#### Assigned task:
Quote exactly, and only, the lines from the one with "Task: point out every instance of the columnar" through the end of the listing.
*** Recorded data Section Begins ***
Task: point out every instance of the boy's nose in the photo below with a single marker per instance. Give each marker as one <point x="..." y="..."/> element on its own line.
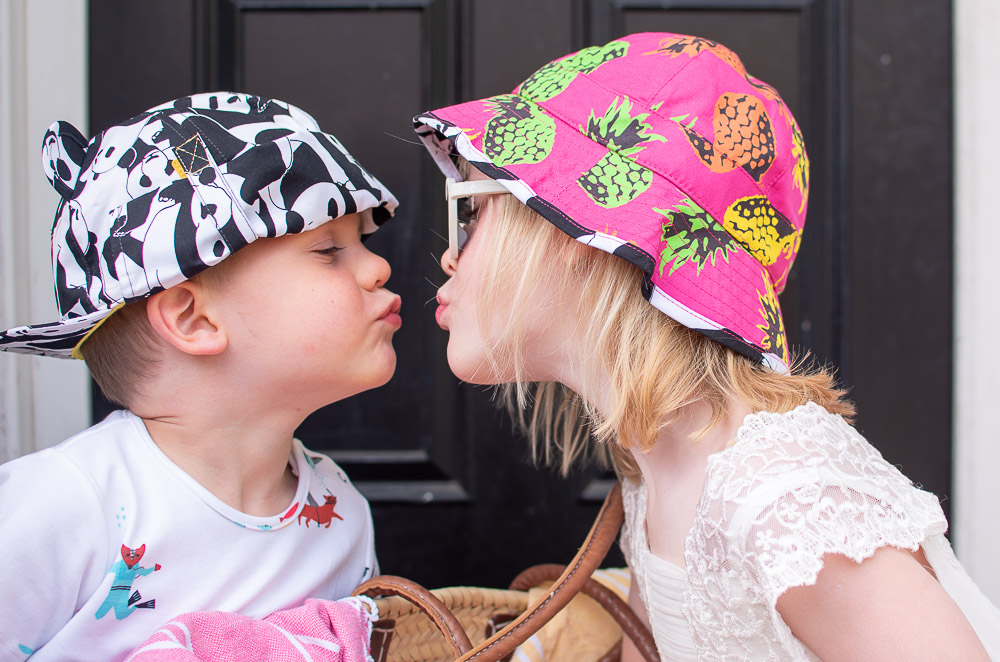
<point x="378" y="271"/>
<point x="448" y="264"/>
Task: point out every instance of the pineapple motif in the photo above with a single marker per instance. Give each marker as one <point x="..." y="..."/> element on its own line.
<point x="801" y="167"/>
<point x="518" y="133"/>
<point x="762" y="229"/>
<point x="617" y="179"/>
<point x="674" y="46"/>
<point x="772" y="326"/>
<point x="692" y="235"/>
<point x="743" y="136"/>
<point x="555" y="77"/>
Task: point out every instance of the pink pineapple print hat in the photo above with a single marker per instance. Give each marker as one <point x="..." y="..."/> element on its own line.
<point x="661" y="149"/>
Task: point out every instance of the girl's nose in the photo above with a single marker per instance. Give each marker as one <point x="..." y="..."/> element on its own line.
<point x="448" y="264"/>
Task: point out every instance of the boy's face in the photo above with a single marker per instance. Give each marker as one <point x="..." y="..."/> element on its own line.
<point x="308" y="317"/>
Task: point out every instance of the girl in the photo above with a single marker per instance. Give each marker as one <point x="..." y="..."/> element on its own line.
<point x="759" y="523"/>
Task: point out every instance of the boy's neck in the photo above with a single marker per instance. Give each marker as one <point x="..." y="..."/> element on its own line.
<point x="242" y="460"/>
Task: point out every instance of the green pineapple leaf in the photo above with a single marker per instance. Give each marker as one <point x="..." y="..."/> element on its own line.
<point x="619" y="130"/>
<point x="555" y="77"/>
<point x="692" y="235"/>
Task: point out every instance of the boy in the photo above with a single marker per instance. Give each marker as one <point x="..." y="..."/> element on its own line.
<point x="209" y="268"/>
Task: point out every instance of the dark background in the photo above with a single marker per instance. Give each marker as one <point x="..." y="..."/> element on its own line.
<point x="454" y="498"/>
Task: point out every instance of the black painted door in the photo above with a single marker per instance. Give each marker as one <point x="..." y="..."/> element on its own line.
<point x="454" y="498"/>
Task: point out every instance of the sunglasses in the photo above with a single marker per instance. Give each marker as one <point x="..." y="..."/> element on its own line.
<point x="460" y="229"/>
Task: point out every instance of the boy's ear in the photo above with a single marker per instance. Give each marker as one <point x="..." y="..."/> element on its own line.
<point x="179" y="315"/>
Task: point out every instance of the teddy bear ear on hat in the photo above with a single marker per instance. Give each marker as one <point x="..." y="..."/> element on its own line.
<point x="64" y="150"/>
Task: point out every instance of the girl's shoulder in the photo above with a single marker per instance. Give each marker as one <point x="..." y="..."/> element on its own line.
<point x="801" y="484"/>
<point x="807" y="445"/>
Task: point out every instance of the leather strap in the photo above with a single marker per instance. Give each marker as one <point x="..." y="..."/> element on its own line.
<point x="602" y="535"/>
<point x="428" y="603"/>
<point x="630" y="624"/>
<point x="573" y="578"/>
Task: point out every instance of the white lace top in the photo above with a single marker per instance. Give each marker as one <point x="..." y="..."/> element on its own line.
<point x="793" y="487"/>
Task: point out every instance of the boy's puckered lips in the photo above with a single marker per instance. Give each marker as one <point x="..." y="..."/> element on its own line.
<point x="391" y="314"/>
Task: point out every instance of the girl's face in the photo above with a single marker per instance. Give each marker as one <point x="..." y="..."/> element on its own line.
<point x="458" y="311"/>
<point x="474" y="332"/>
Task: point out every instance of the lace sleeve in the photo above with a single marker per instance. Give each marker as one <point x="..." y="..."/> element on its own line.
<point x="794" y="487"/>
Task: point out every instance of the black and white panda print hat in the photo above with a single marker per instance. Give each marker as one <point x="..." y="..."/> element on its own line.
<point x="153" y="201"/>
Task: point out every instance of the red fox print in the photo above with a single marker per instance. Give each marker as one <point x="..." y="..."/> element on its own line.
<point x="320" y="514"/>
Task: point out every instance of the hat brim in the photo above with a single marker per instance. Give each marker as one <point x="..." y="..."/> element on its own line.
<point x="725" y="295"/>
<point x="57" y="339"/>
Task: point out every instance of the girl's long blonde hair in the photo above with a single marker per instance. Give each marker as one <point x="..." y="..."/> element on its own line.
<point x="654" y="365"/>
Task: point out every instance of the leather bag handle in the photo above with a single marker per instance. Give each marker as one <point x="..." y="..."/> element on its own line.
<point x="573" y="578"/>
<point x="630" y="624"/>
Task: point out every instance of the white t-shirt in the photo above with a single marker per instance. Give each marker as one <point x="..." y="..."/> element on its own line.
<point x="105" y="539"/>
<point x="793" y="487"/>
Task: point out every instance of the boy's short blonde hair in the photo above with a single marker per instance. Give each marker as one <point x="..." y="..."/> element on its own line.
<point x="124" y="351"/>
<point x="654" y="364"/>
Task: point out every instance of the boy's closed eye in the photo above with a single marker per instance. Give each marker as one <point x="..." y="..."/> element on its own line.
<point x="329" y="251"/>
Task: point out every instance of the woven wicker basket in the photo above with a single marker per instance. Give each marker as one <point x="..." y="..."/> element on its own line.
<point x="481" y="611"/>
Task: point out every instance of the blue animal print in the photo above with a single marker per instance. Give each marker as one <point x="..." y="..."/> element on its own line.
<point x="125" y="571"/>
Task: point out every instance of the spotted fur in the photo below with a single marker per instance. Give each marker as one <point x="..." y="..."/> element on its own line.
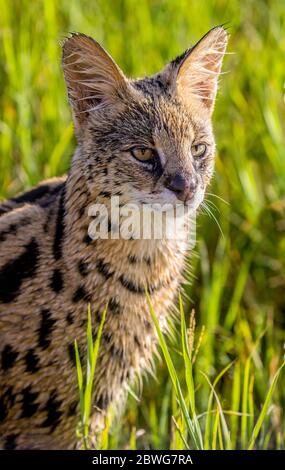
<point x="50" y="269"/>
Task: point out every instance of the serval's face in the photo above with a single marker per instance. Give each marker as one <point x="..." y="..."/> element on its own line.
<point x="148" y="140"/>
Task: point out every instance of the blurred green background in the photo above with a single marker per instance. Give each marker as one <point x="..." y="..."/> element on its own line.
<point x="238" y="279"/>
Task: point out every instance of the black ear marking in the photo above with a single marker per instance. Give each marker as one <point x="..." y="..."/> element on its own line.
<point x="8" y="357"/>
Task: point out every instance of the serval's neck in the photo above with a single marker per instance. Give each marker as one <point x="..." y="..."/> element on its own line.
<point x="135" y="264"/>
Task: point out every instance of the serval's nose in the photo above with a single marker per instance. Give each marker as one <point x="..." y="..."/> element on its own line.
<point x="183" y="186"/>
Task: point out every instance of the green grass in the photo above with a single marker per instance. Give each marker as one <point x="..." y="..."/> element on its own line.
<point x="237" y="281"/>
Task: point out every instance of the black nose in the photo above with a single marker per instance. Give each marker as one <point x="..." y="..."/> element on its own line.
<point x="183" y="187"/>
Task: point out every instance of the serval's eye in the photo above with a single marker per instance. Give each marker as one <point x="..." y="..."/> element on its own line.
<point x="146" y="155"/>
<point x="198" y="150"/>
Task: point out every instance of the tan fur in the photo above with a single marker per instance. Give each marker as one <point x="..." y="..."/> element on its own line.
<point x="54" y="270"/>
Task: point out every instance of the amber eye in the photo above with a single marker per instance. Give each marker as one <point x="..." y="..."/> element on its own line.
<point x="143" y="154"/>
<point x="198" y="150"/>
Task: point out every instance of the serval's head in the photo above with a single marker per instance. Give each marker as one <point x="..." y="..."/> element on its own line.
<point x="148" y="140"/>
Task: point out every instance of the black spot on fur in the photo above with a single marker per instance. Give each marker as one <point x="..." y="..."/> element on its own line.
<point x="72" y="408"/>
<point x="71" y="353"/>
<point x="81" y="294"/>
<point x="130" y="286"/>
<point x="147" y="260"/>
<point x="133" y="259"/>
<point x="114" y="306"/>
<point x="17" y="270"/>
<point x="83" y="268"/>
<point x="81" y="212"/>
<point x="29" y="407"/>
<point x="52" y="407"/>
<point x="3" y="409"/>
<point x="106" y="194"/>
<point x="8" y="357"/>
<point x="104" y="269"/>
<point x="10" y="442"/>
<point x="11" y="230"/>
<point x="45" y="329"/>
<point x="32" y="361"/>
<point x="57" y="243"/>
<point x="56" y="282"/>
<point x="87" y="240"/>
<point x="70" y="318"/>
<point x="137" y="341"/>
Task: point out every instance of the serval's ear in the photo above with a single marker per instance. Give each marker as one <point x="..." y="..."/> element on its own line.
<point x="93" y="79"/>
<point x="194" y="75"/>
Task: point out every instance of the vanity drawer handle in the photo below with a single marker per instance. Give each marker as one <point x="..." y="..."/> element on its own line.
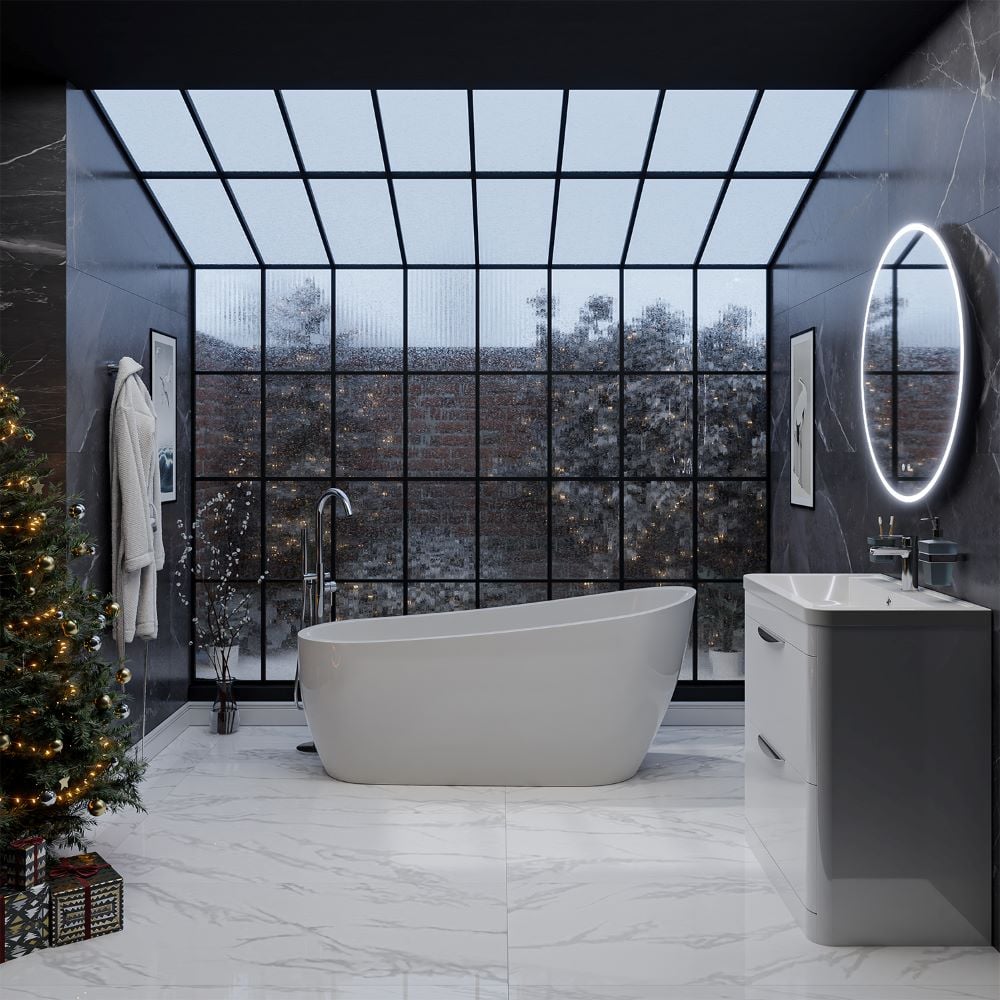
<point x="768" y="749"/>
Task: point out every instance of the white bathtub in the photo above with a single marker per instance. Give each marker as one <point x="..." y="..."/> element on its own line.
<point x="563" y="692"/>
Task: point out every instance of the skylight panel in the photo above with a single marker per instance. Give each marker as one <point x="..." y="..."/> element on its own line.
<point x="607" y="129"/>
<point x="753" y="217"/>
<point x="157" y="128"/>
<point x="792" y="128"/>
<point x="426" y="129"/>
<point x="671" y="222"/>
<point x="592" y="220"/>
<point x="335" y="129"/>
<point x="517" y="129"/>
<point x="436" y="220"/>
<point x="699" y="129"/>
<point x="515" y="221"/>
<point x="281" y="221"/>
<point x="204" y="220"/>
<point x="357" y="217"/>
<point x="245" y="128"/>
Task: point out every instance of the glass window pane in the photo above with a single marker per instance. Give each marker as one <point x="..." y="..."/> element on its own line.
<point x="442" y="319"/>
<point x="442" y="425"/>
<point x="753" y="216"/>
<point x="369" y="425"/>
<point x="513" y="422"/>
<point x="658" y="320"/>
<point x="227" y="320"/>
<point x="369" y="320"/>
<point x="792" y="128"/>
<point x="513" y="535"/>
<point x="658" y="531"/>
<point x="335" y="129"/>
<point x="607" y="129"/>
<point x="298" y="425"/>
<point x="426" y="129"/>
<point x="203" y="218"/>
<point x="699" y="129"/>
<point x="513" y="319"/>
<point x="245" y="128"/>
<point x="281" y="221"/>
<point x="592" y="220"/>
<point x="732" y="529"/>
<point x="732" y="425"/>
<point x="227" y="437"/>
<point x="157" y="128"/>
<point x="671" y="221"/>
<point x="584" y="425"/>
<point x="732" y="320"/>
<point x="435" y="217"/>
<point x="442" y="531"/>
<point x="515" y="221"/>
<point x="584" y="531"/>
<point x="517" y="129"/>
<point x="358" y="221"/>
<point x="584" y="320"/>
<point x="659" y="425"/>
<point x="298" y="319"/>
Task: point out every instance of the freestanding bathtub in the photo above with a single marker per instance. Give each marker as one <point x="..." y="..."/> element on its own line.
<point x="563" y="692"/>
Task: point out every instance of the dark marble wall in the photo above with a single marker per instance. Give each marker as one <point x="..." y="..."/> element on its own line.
<point x="124" y="276"/>
<point x="925" y="147"/>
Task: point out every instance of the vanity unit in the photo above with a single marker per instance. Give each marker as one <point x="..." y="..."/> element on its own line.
<point x="868" y="757"/>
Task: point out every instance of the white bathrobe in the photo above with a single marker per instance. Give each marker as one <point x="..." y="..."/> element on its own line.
<point x="136" y="536"/>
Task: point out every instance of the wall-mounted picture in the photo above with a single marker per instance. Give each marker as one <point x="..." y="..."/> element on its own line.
<point x="164" y="393"/>
<point x="803" y="464"/>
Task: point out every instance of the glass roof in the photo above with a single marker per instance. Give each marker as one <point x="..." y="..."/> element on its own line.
<point x="456" y="177"/>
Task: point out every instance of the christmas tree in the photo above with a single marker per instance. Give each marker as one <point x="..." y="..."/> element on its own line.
<point x="64" y="742"/>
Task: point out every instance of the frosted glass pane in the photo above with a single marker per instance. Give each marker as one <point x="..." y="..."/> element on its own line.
<point x="335" y="129"/>
<point x="699" y="129"/>
<point x="792" y="128"/>
<point x="426" y="129"/>
<point x="369" y="320"/>
<point x="204" y="220"/>
<point x="517" y="129"/>
<point x="592" y="221"/>
<point x="245" y="128"/>
<point x="436" y="219"/>
<point x="607" y="129"/>
<point x="157" y="128"/>
<point x="513" y="319"/>
<point x="442" y="319"/>
<point x="671" y="222"/>
<point x="515" y="221"/>
<point x="281" y="221"/>
<point x="753" y="217"/>
<point x="357" y="218"/>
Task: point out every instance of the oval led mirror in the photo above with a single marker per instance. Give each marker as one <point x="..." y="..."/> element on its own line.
<point x="913" y="359"/>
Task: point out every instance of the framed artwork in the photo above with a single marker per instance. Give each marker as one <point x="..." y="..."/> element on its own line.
<point x="164" y="393"/>
<point x="801" y="409"/>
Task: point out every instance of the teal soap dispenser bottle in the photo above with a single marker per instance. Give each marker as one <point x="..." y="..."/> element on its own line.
<point x="937" y="574"/>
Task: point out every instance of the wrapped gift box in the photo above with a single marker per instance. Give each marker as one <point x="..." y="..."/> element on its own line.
<point x="25" y="916"/>
<point x="86" y="899"/>
<point x="22" y="862"/>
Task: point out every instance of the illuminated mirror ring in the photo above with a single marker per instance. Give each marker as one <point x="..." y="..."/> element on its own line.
<point x="914" y="334"/>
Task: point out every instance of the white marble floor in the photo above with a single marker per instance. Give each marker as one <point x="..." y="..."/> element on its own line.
<point x="254" y="876"/>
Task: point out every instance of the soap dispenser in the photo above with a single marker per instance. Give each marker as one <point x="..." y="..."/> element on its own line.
<point x="937" y="570"/>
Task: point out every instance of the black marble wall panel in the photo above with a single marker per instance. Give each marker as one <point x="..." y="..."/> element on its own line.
<point x="925" y="147"/>
<point x="33" y="256"/>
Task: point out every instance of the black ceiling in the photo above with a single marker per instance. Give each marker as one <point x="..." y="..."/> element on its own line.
<point x="462" y="43"/>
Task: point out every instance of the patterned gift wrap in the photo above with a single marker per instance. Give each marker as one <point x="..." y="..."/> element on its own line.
<point x="22" y="862"/>
<point x="86" y="899"/>
<point x="25" y="916"/>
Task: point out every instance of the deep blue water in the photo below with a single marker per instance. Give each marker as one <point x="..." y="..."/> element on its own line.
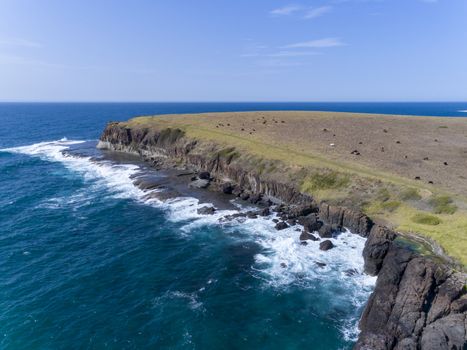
<point x="86" y="263"/>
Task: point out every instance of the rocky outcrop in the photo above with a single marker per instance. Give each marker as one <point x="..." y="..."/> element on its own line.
<point x="419" y="302"/>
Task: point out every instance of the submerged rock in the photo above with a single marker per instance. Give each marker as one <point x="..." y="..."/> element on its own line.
<point x="227" y="188"/>
<point x="201" y="183"/>
<point x="206" y="210"/>
<point x="304" y="236"/>
<point x="204" y="175"/>
<point x="326" y="245"/>
<point x="281" y="225"/>
<point x="325" y="231"/>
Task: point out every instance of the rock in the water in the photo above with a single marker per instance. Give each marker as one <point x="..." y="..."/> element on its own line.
<point x="201" y="183"/>
<point x="227" y="188"/>
<point x="304" y="236"/>
<point x="244" y="196"/>
<point x="325" y="231"/>
<point x="326" y="245"/>
<point x="281" y="225"/>
<point x="204" y="175"/>
<point x="310" y="222"/>
<point x="255" y="198"/>
<point x="206" y="210"/>
<point x="376" y="248"/>
<point x="351" y="272"/>
<point x="252" y="215"/>
<point x="301" y="210"/>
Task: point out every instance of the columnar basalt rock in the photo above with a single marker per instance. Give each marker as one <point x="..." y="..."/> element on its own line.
<point x="419" y="302"/>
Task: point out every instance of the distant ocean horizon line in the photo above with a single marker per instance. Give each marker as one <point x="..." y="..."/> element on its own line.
*** Recorded data Section Ends ***
#### Answer for the task:
Task: point out every instance of the columnar basalt rock in the photo above with a single marker per instance. Give each marker as one <point x="..." y="..."/> element on its own line.
<point x="419" y="302"/>
Task: point out every instance of the distant ocean horizon line in the photo above with a single marker per instance. Give each marker as one <point x="..." y="..."/> element on its own line.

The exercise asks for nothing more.